Given task 1
In the records below, rewrite the lines from the one containing "Mark each instance of the blurred" through the end of the records, inclusive, swapping "spiny stem" for "thorny stem" and changing nothing else. Leave the pictures out.

Text excerpt
• • •
Double or triple buffering should handle any animation situation.

>So, even though the blitter may be slower than a 68030, it still
>represents a powerful resource when used properly.  By the way, which

  You are true. Currently, for block moves, the blitter says to the
processor, "You can't touch this!"

>processor will draw a line faster?  The blitter (once started) can set
>a single pixel in a line every 6 7MHz-bus cycle (1.17E6 pixels/sec).
>A line algorithm in Steve Williams "68030 Assembly Language Reference"
>shows about 50 instructions for implementing the Bresenham Line
>Algorithm.  Unfortunately, this otherwise excellent reference has no
>instruction timings, but I'll be generous and allow 4 cycles for each
>instruction.  At 28MHz, this gives us about .14E6 pixels/sec.  Hmmm.
>Maybe a 68040 could do better.

  Heh, heh.  That example doesn't work. It draws nice 45 degree lines, and
that's it.  I use a high performance fixed point method derived from
68000 Assembly Language, by Krantz and Stanley. 
Take a look at the main loop (this is for a four bitplane display,
40 bytes per row, a2-a5 are the bitplane ptrs):

PMD [YAAD] Program Module Dismemberer V.14
Copyright ) 1990, HoweSoft,Inc. All Rights Reserved.
*  Program_unit #0 name "<UNNAMED>".
*  Code_Hunk [PUBLIC] #0 Length = 60 bytes [15 longwords]
	move.l	D4,D0				; 4	CYCLES
	move.l	D5,D1				; 4	CYCLES
	add.l	A0,D0				; 8	CYCLES
	add.l	A1,D1				; 8	CYCLES
	swap	D0				; 4	CYCLES
	swap	D1				; 4	CYCLES
	move.w	D1,D3				; 4	CYCLES
	add.w	D1,D1				; 4	CYCLES
	add.w	D1,D1				; 4	CYCLES
	add.w	D1,D3				; 4	CYCLES
	lsl.w	#3,D3				; 12	CYCLES
	move.w	D0,D1				; 4	CYCLES
	lsr.w	#3,D0				; 12	CYCLES
	add.w	D0,D3				; 4	CYCLES
	andi.w	#$07,D1				; 8	CYCLES
	not.b	D1				; 4	CYCLES
	bset	D1,$00(A2,D3.W)			; 18	CYCLES
	bset	D1,$00(A3,D3.W)			; 18	CYCLES
	bset	D1,$00(A4,D3.W)			; 18	CYCLES
	bset	D1,$00(A5,D3.W)			; 18	CYCLES
	add.l	D6,D4				; 8	CYCLES
	add.l	D7,D5				; 8	CYCLES
	dbf	D2,-$38(PC)			; 10+	CYCLES
	rts					; 16	CYCLES
* 206 Total Cycles
*  Hunk_End.
• • •
Dataset extract
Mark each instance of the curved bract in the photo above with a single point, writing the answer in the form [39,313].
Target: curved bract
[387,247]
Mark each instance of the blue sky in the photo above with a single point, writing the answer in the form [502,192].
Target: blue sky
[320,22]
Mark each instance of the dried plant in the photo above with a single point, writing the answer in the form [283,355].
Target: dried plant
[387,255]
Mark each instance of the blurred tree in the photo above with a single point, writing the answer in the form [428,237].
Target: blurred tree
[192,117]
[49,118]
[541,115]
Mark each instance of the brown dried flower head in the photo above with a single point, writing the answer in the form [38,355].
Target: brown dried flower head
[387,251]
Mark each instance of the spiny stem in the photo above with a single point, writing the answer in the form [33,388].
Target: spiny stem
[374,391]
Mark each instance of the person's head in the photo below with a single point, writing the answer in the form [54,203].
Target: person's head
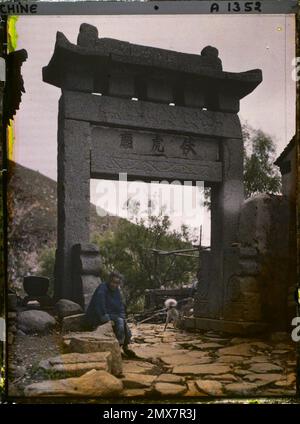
• • •
Given task 2
Extend the text above about line drawing with the blitter versus the 68030, picking up from where it stops.

Reply 1
Mark each instance of the blurred tree in the photo above with a single point, writing the answer in the form [428,237].
Target: blurred tree
[192,117]
[49,118]
[541,115]
Mark each instance of the brown dried flower head in the photo above with a single point, writing the answer in the form [38,355].
Target: brown dried flower head
[387,251]
Mark each instance of the thorny stem in the photo above with a single point, writing the answer in the form [33,388].
Target: thorny stem
[374,391]
Mark each instance of the person's head in the photo below with a single point, writing the answer in the form [54,203].
Target: person's head

Reply 2
  So, what does this work out to on a cached 030? Tough call, so I
tested it real time against the blitter. It's faster for small lines
and slightly slower for very long lines. If we had faster processor
access to chip ram, we could really cook.

>(See Tomas Rokicki's BlitLab for an explanation of how to draw lines
>with the blitter.)

  Also, the 1.3 Hardware Manual explains how to draw lines with the blitter,
as well as example code.

  John

jcs@crash.cts.com (John Schultz) (06/08/90)

In article <13493@etana.tut.fi> kp74615@kaakkuri.tut.fi (Karri Tapani Palovuori) writes:
>In article <3022@crash.cts.com> jcs@crash.cts.com (John Schultz) writes:
>
>>then blit the mask to each bitplane. If you want polygons that don't have
>>broken or coarse edges, you must re-outline the mask with lines using 
>>the blitter.  
>
>This is not necessary. You can draw the leftmost lines one bit too left and
>use exclusive fill mode.

  I tried exclusive fill, inverting the mask, etc. This did produce sharper
polygons, *but* they still fell apart when horizontally thin.

>Further, with blitter optimized code you can draw polygons of any shape,
>including holes in them. This is a great advantage in some situations.

  That's true, as well as concave polygons.

>I agree that the 68000 is sometimes faster than the blitter. But it really
>depends on the average polygon size and shape.
>
>But the speedup gained by faster processors is one of the strongest points
>supporting CPU-drawing. I think.

  You think right. I just read on comp.sys.amiga of a TI TIGA board
for the A3000. A 34010 will put to rest any dialogue disputing processor/
blitter speed. If it's a 34020 (250 megs/sec transfer), the Amiga will
be a most formidable low cost graphics speed demon.

  John

jesup@cbmvax.commodore.com (Randell Jesup) (06/08/90)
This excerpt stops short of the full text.